_To do:_
Repeat word for word every line of the records below, starting with the line that contains "the grass lawn?" and going on through the last line of the records.

_Source records:_
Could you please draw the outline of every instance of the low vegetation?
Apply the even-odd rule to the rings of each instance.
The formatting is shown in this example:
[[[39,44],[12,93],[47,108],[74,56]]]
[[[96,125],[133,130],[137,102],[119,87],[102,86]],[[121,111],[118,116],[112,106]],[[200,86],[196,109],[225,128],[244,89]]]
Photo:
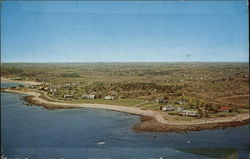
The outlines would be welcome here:
[[[248,63],[3,63],[1,75],[43,82],[50,99],[233,116],[249,107]],[[83,94],[94,99],[83,99]],[[68,95],[67,97],[65,95]],[[114,100],[105,100],[112,96]],[[221,107],[230,107],[230,111]],[[176,110],[168,115],[178,116]]]

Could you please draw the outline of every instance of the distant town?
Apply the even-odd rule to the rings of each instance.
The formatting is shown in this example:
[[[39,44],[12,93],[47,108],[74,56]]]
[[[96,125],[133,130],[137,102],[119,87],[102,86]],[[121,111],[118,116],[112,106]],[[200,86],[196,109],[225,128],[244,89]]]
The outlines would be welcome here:
[[[247,63],[6,63],[1,72],[40,82],[12,89],[39,91],[52,101],[133,106],[173,120],[248,112]]]

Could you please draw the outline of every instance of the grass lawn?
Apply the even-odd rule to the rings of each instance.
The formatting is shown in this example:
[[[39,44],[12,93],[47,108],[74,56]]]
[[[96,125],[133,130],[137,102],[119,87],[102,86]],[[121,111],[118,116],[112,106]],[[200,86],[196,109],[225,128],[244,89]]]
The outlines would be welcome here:
[[[115,99],[115,100],[105,100],[105,99],[75,99],[69,101],[71,103],[92,103],[92,104],[111,104],[111,105],[124,105],[124,106],[134,106],[136,104],[144,102],[142,99]]]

_Response to this task:_
Could you please draw the outline of every instance of the grass lawn?
Apply the even-odd rule to the rings of each instance.
The formatting is shown in this example:
[[[39,44],[12,93],[47,108],[74,56]]]
[[[96,125],[133,130],[137,102],[119,87],[102,86]],[[121,111],[118,116],[112,106]],[[200,86],[196,109],[225,128],[244,89]]]
The outlines would be welcome here:
[[[115,99],[115,100],[105,100],[105,99],[75,99],[69,101],[71,103],[92,103],[92,104],[111,104],[111,105],[124,105],[124,106],[134,106],[136,104],[144,102],[142,99]]]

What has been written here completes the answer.